**DOCUMENT EXCERPT:**
What Are Seconds?

Learn about how we make the call when we determine "Seconds" quality pottery. Seconds are flawed pieces sold online at a discount, with a suggested donation to our Community Partner.

Seconds are available 3-4 times a year during online sales with a suggested donation to our Community Partner at checkout. Seconds are available in 4-packs of plates and bowls, and servingware, cups and mugs are available to purchase by the individual piece! You can also shop Seconds in person at our Seconds Pop-ups around the country throughout the year. Check our events page for the latest schedule.

Here at East Fork, our Quality Control team asks the following set of questions for every single pot we make to determine its quality: Is it functional? Is it safe? Is it beautiful? Does it reasonably meet the expectations we have established for customers? The answers to these questions determine which of our two quality levels each pot is assigned: Firsts (for first quality) or Seconds. Our team’s first and foremost concern is making sure your pots will be food safe and functional to use day in, day out. Like Firsts, all Seconds will be safe and functional.We only sell pots that are food safe. The primary differentiation between Firsts and Seconds is their aesthetic quality.

**SUPPLIED INFORMATION:**
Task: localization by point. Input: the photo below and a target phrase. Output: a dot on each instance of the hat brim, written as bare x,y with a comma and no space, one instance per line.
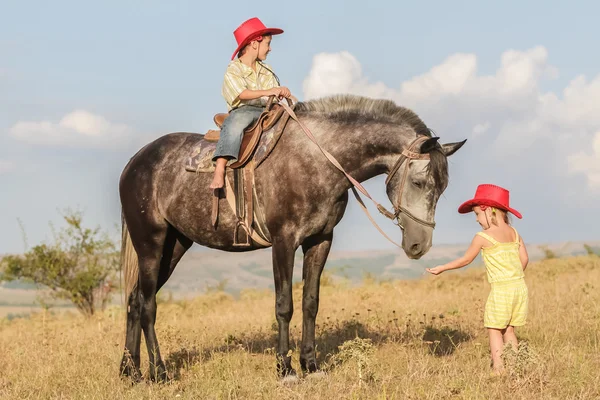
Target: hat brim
268,31
467,206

**SET PROBLEM 1:**
In the passage on Seconds pottery, what is the primary difference between Firsts and Seconds?
**SET PROBLEM 2:**
Continue the passage on Seconds pottery after its final sentence.
The listing has no connection to the passage on Seconds pottery.

**ANSWER 1:**
Their aesthetic quality.

**ANSWER 2:**
What is beautiful, though, is a matter of opinion; what’s pleasing to some might be off-putting to others, but we do our best to codify these variations. Our pots are made from dynamic materials from our earth so you can expect to see evidence of variations in surface and glaze application that can occur at any stage in our manufacturing process. If you are not a fan of variation and prefer a more uniform look from piece to piece, our Seconds pottery is most likely not for you—and that is okay!

We currently have six categories by which we define our standards and use to determine a pot’s quality: what can either pass through QC and out into the world as First Quality or what gets pulled and sold at a discounted rate as Seconds. These categories are Material, Forming, Trimming, Glazing, Firing, and Handling. A pot can be deemed Second Quality for failing to meet one or more of our expectations within each category. All of the categories are connected and dynamic due to the nature of working with natural elements–alongside the materials that comprise our clay, we even have to take into account the weather as we make pots! Here are a few examples below about what constitutes a Second.

Overhead view of a ceramic bowl in an off-white color with warping.


Warping is defined as pots that for one reason or another have come out of round, either due to variations in moisture content, uneven drying, or physical deformation. If a pot is out of round or the rim is not a consistent height all the way around, it’s considered a warped form and a Second. All warped Seconds will be able to sit flat on a table and are still entirely functional, but they might not stack as well with your firsts—as they say, variety is the spice of life.

Streaky glaze on a ceramic bowl in a cool white color.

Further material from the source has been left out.